*QUOTED TEXT*.
## BEGIN
Furthermore, corresponding workflow events may be mapped even if the physical configurations of two workspaces are different. For example, if a workflow, as represented by a labeled transition system has different location and/or coordinate in one workspace (i.e., the sulfuric acid is in a flask on the left side of one laboratory bench of a user), as opposed to another workspace (i.e., the sulfuric acid is in a flask on the left side of the laboratory bench of another user), and application 128 may keep track of the different locations, but use machine learning neural net recognition on the different views.

In one embodiment, the IPG System 102 may connect to a single DepthCam 114 fixed in position, and so collect information from that fixed FoV that defines a subset of the volume accessible by the operator of the AR headset in which spatial resolution is high and spatial localization is accurate. An example of fixing the position of the DepthCam 114 is to clamp it to a shelf above a working area, or velcroing or taping it to the ceiling of a tissue culture hood. If the operator of the AR device 104 is carrying out procedural work, this volume seen by the DepthCam's 114 FoV may be referred to as the “working volume” or “workspace”.

More complex implementations may make use of multiple DepthCams 114 to create larger and or multiple zones of enhanced spatial accuracy or to “clone” instances of the Local Coordinate System and virtual objects within it at remote locations, to generate remote, spatially accurate and highly resolved, “pocket metaverses”.

In some embodiments, the IPG System 102 generates a basis coordinate frame by reference to an optically recognizable fiducial marker 116 such as an ArUCo or ChArUCo card. Before use, a process of registration establishes the equivalency of key pixels in image of the fiducial marker, for example using corners of the ChArUCo squares, that are seen both by the IPG System 102 and by the headset camera 104. As needed, a one-time process of calibration of each particular DepthCam 114 and the cameras used by each AR headset 104 may allow correction for “astigmatism”, any distortions or aberrations, caused, for example, by small imperfections in the camera optics arising during their manufacture.

In practice, the IPG System 102 uses its software to identify physical objects, for example by using a neural network, by operating on pre-existing geometric and feature data about objects, by defining objects as contiguous clumps of depth readings above the plane of the working surface, via detection via clumps of features by an OCN via declaration by the operator. It tracks the locations and poses of physical objects, and computes locations of virtual objects within the workspace with respect to the basis coordinate space. It uses information about headset location and pose to translate this information into the coordinate frame of the headset.

There are additional and potentially more complex embodiments. One is that after registration, the IPG System 102 sensor or sensors 104/114 are not fixed, but use optical and other information such as inertial positioning to compute its location and pose with respect to the original basis coordinate system. A second is the use of other objects for fiducial markers 116. A third is that multiple IPG Systems 102, fixed and/or mobile, might define larger working volumes sharing the basis coordinates of a first IPG System 102.

For applications including procedural guidance, a function of the IPG System 102 involves the system supporting object identification, object localization, pose determination, and object tracking, for both physical and virtual objects. The reason to have these functions handled by the headset 104 of the IPG System 102 is that these as of this writing functions are not presently carried out by first and next-gen AR/MR headsets 104. It is possible that later generation headsets 104 might have more processing power and take over more of these necessary functions. Accordingly, computing workload is likely to be distributed where the constituent computing tasks are divided between the host computing platform 108 (laptop 110 or cloud 112) and a headset client 114. These entities may communicate over WiFi, using TDP or UDP packets. The communications infrastructure of the IPG System is described in further detail with respect to FIG. 2 below.
## END
*AIM 1*. In the IPG System passage, what type of card is given as an example of an optically recognizable fiducial marker?
*AIM 2*. Retype the part of the IPG System passage starting with "Furthermore, corresponding workflow" and going on through "the different views.".
The data that follows has no connection to the IPG System passage.

*ENTRIES SHOWN*.
## BEGIN
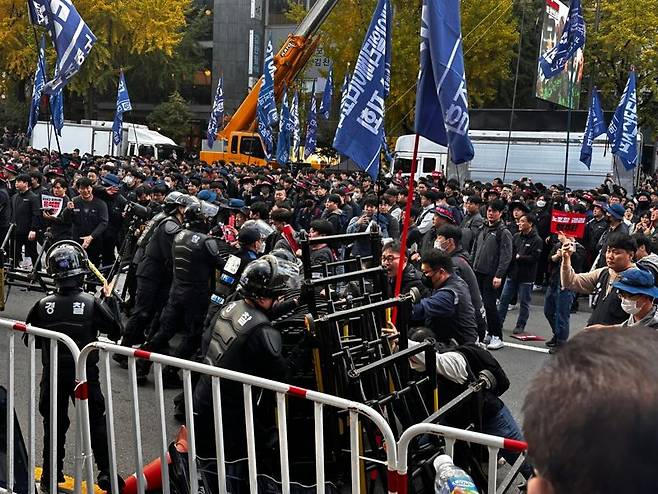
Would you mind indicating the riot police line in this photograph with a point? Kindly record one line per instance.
(258, 325)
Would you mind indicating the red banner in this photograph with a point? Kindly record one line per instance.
(571, 224)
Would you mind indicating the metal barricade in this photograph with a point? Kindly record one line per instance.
(451, 435)
(354, 411)
(31, 333)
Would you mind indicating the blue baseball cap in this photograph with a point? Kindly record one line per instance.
(637, 282)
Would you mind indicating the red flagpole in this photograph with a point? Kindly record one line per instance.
(405, 226)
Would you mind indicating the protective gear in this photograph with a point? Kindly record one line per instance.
(269, 277)
(66, 260)
(630, 306)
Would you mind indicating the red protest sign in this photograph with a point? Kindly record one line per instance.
(571, 224)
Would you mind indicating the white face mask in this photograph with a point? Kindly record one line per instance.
(630, 306)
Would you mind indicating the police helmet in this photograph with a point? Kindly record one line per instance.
(269, 277)
(66, 259)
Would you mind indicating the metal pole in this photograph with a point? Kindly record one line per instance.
(516, 81)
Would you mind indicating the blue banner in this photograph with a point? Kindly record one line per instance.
(266, 99)
(70, 35)
(37, 88)
(294, 124)
(123, 105)
(594, 128)
(216, 114)
(325, 105)
(311, 126)
(265, 132)
(283, 143)
(573, 37)
(622, 131)
(361, 127)
(441, 97)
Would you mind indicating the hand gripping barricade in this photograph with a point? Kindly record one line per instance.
(451, 435)
(30, 335)
(283, 392)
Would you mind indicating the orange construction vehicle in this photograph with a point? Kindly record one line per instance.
(238, 142)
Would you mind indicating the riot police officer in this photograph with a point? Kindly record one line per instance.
(155, 270)
(195, 256)
(244, 340)
(81, 316)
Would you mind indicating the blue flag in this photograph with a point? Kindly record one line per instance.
(441, 97)
(325, 105)
(361, 127)
(311, 126)
(216, 114)
(266, 100)
(265, 131)
(622, 131)
(594, 128)
(123, 105)
(283, 143)
(37, 88)
(294, 124)
(573, 37)
(70, 35)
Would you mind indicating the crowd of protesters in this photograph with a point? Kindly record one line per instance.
(497, 234)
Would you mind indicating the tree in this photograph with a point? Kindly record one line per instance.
(489, 31)
(172, 117)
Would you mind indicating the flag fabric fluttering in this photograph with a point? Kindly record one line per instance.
(325, 105)
(441, 96)
(360, 130)
(123, 105)
(594, 128)
(283, 143)
(37, 88)
(622, 131)
(311, 126)
(70, 35)
(573, 37)
(294, 124)
(216, 114)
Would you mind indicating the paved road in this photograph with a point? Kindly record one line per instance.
(520, 365)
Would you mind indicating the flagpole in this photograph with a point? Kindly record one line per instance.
(405, 225)
(566, 157)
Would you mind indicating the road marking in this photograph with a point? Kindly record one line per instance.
(526, 347)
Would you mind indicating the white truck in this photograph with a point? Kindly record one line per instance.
(95, 137)
(537, 155)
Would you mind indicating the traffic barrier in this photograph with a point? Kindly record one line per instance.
(30, 333)
(354, 410)
(451, 435)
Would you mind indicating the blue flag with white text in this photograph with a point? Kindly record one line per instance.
(360, 130)
(441, 96)
(311, 126)
(70, 35)
(37, 88)
(572, 38)
(622, 131)
(325, 105)
(266, 99)
(283, 143)
(123, 105)
(294, 124)
(216, 114)
(594, 128)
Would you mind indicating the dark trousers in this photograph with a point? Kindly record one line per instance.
(187, 304)
(489, 296)
(150, 299)
(65, 389)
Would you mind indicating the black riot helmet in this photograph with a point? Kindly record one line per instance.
(66, 262)
(174, 200)
(269, 277)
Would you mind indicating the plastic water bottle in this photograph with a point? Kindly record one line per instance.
(451, 479)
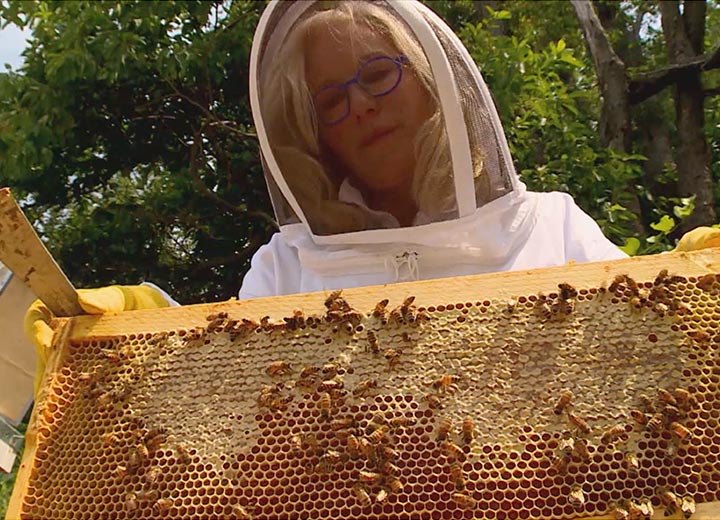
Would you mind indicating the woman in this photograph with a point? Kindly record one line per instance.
(385, 160)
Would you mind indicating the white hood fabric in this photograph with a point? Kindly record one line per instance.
(515, 230)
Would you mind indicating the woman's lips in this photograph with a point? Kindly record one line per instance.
(377, 136)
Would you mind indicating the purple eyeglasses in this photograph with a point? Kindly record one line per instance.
(377, 76)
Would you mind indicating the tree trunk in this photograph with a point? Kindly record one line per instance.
(613, 81)
(615, 119)
(684, 34)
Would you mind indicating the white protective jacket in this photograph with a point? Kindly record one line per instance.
(497, 225)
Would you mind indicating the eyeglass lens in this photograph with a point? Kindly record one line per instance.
(376, 77)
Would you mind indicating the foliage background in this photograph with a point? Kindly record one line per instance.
(128, 138)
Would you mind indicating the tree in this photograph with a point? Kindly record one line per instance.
(684, 35)
(129, 137)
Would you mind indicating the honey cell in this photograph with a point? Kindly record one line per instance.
(258, 418)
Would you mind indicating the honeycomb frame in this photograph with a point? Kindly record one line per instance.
(583, 391)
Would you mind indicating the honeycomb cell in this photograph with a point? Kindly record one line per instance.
(241, 419)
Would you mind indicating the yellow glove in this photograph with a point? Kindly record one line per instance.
(38, 322)
(699, 238)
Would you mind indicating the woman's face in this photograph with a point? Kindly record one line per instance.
(375, 142)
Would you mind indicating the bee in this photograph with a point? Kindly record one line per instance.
(278, 368)
(369, 477)
(400, 422)
(457, 476)
(330, 369)
(647, 403)
(670, 502)
(681, 308)
(579, 423)
(183, 455)
(661, 309)
(705, 282)
(632, 463)
(581, 449)
(378, 435)
(687, 506)
(655, 424)
(468, 430)
(372, 341)
(636, 511)
(328, 460)
(381, 497)
(363, 387)
(560, 464)
(620, 513)
(700, 336)
(296, 444)
(576, 497)
(387, 453)
(545, 309)
(683, 398)
(131, 502)
(452, 450)
(566, 447)
(240, 513)
(681, 431)
(297, 320)
(362, 495)
(335, 302)
(393, 357)
(324, 404)
(639, 417)
(671, 413)
(666, 397)
(331, 385)
(394, 484)
(612, 434)
(388, 468)
(567, 291)
(380, 310)
(111, 355)
(216, 321)
(564, 400)
(447, 383)
(464, 501)
(407, 302)
(148, 495)
(444, 428)
(510, 305)
(432, 401)
(162, 505)
(109, 439)
(342, 424)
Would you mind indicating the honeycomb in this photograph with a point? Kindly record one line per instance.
(582, 401)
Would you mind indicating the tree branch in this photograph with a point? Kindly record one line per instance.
(645, 85)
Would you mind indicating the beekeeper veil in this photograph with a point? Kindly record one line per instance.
(462, 161)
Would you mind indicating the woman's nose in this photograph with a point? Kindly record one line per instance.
(361, 103)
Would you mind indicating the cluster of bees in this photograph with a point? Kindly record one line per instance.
(455, 455)
(146, 443)
(665, 412)
(659, 297)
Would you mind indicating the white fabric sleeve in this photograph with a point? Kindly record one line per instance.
(274, 271)
(584, 240)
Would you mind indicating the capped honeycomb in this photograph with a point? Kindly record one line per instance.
(583, 400)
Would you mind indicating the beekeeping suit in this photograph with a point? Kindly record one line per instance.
(493, 224)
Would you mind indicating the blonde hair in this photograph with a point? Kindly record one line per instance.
(293, 133)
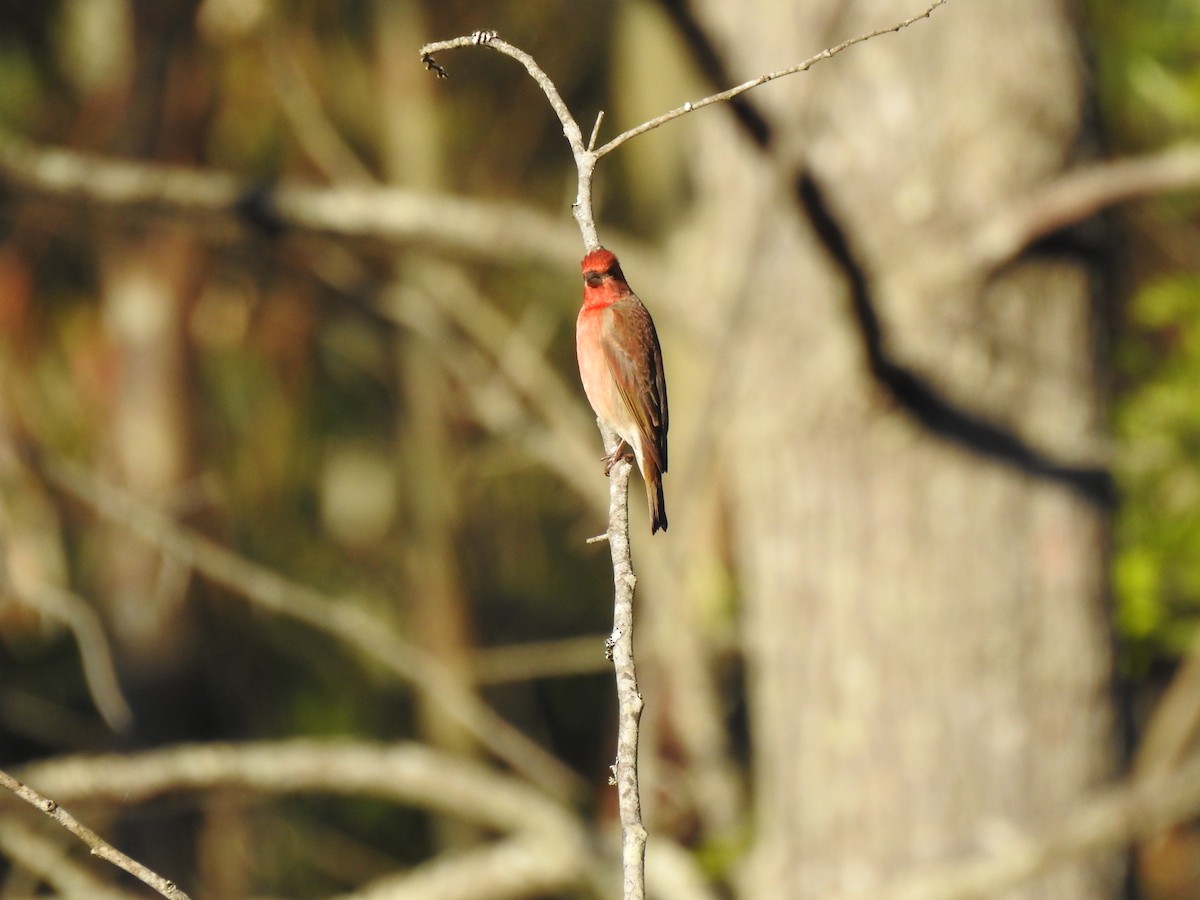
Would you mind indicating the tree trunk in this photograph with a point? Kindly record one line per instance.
(929, 657)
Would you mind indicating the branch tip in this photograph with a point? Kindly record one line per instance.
(432, 65)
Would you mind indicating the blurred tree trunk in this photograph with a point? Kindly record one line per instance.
(929, 659)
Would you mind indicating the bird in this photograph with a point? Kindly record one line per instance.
(621, 366)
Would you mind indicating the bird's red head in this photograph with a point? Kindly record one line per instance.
(599, 263)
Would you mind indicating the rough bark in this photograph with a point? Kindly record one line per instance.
(928, 651)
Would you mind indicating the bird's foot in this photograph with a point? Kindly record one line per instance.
(622, 451)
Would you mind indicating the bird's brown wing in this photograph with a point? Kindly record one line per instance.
(635, 360)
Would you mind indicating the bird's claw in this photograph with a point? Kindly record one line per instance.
(622, 451)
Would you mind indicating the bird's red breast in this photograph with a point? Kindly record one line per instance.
(621, 366)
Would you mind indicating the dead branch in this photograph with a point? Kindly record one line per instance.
(545, 850)
(100, 847)
(346, 619)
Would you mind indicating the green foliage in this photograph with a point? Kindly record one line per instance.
(1157, 573)
(1149, 78)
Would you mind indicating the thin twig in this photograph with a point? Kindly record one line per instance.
(36, 852)
(1079, 195)
(629, 715)
(100, 847)
(95, 655)
(347, 621)
(544, 844)
(726, 95)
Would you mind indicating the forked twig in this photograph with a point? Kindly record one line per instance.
(621, 645)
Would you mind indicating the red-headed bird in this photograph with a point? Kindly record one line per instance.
(621, 366)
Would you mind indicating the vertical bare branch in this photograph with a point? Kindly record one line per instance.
(629, 715)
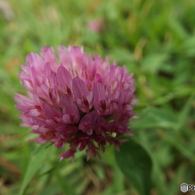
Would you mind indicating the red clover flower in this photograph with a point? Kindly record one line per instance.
(84, 101)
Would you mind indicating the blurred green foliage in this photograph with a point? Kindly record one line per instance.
(155, 40)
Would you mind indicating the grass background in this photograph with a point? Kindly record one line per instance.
(155, 40)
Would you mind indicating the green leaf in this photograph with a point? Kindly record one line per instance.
(136, 165)
(34, 163)
(154, 117)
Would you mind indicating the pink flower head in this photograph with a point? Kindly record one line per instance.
(83, 101)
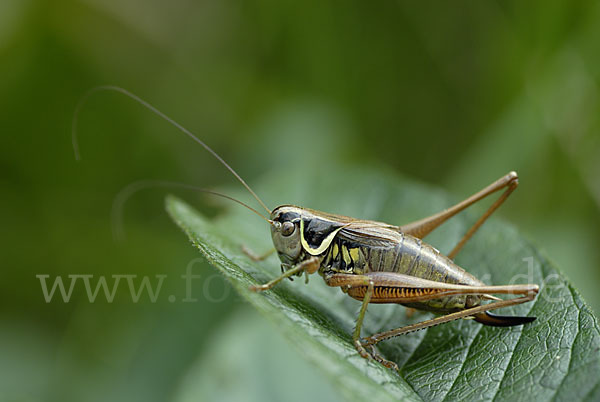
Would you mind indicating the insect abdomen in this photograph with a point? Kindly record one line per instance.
(410, 256)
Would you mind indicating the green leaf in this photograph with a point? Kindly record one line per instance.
(555, 357)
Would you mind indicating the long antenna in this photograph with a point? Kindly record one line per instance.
(163, 116)
(129, 190)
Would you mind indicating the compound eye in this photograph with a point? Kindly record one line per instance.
(287, 228)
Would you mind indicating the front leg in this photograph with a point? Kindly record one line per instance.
(368, 351)
(310, 266)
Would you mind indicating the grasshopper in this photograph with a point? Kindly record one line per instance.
(375, 262)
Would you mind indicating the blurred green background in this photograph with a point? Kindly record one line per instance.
(453, 94)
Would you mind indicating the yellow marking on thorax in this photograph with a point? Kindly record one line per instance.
(346, 255)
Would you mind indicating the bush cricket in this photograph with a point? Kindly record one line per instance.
(376, 262)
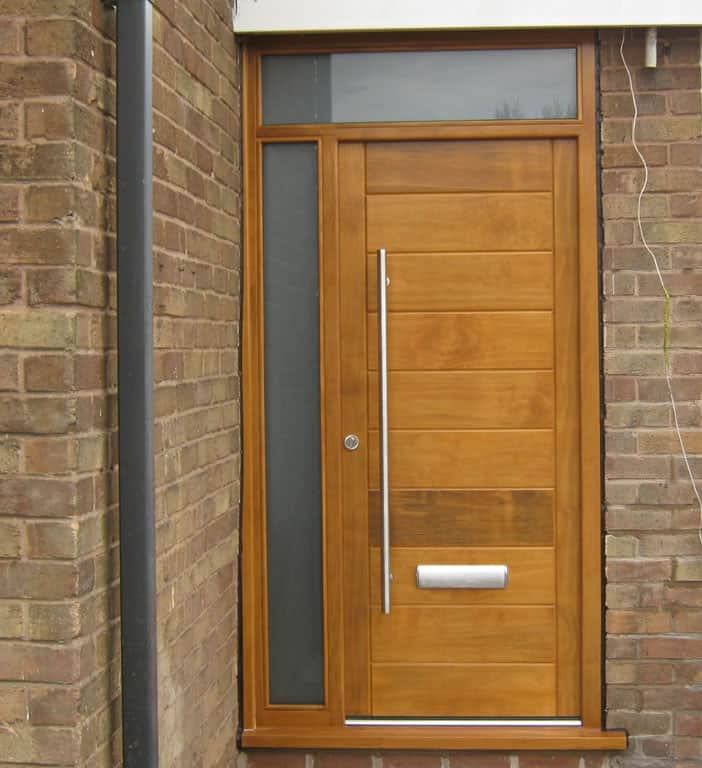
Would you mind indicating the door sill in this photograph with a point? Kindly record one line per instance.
(436, 737)
(468, 722)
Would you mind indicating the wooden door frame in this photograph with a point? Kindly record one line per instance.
(324, 726)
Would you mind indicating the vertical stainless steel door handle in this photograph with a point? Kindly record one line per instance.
(384, 432)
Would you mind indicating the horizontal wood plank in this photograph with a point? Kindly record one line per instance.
(465, 399)
(460, 222)
(486, 518)
(475, 459)
(464, 281)
(531, 576)
(437, 737)
(449, 633)
(455, 690)
(458, 166)
(465, 341)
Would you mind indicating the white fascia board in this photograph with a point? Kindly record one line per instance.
(351, 15)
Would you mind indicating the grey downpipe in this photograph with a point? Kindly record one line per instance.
(135, 350)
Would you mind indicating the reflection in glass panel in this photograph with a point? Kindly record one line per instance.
(292, 407)
(533, 84)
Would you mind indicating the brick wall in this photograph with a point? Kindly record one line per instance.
(196, 303)
(58, 625)
(654, 556)
(59, 602)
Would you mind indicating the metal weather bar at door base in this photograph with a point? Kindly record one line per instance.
(384, 430)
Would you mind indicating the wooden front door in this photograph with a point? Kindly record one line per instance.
(483, 410)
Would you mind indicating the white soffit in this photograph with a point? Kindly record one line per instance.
(351, 15)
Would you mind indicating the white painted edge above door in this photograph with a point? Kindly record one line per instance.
(352, 15)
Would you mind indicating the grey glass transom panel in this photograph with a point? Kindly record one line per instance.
(525, 84)
(292, 409)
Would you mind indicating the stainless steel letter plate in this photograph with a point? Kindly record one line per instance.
(462, 576)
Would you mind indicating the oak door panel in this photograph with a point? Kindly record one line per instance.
(447, 633)
(464, 341)
(473, 690)
(531, 576)
(423, 282)
(458, 166)
(471, 459)
(460, 222)
(486, 518)
(466, 399)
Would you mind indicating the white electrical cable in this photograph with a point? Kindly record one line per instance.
(666, 358)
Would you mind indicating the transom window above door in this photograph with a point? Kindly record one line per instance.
## END
*COMPLETE OUTPUT 1*. An ArUCo or ChArUCo card.

*COMPLETE OUTPUT 2*.
Furthermore, corresponding workflow events may be mapped even if the physical configurations of two workspaces are different. For example, if a workflow, as represented by a labeled transition system has different location and/or coordinate in one workspace (i.e., the sulfuric acid is in a flask on the left side of one laboratory bench of a user), as opposed to another workspace (i.e., the sulfuric acid is in a flask on the left side of the laboratory bench of another user), and application 128 may keep track of the different locations, but use machine learning neural net recognition on the different views.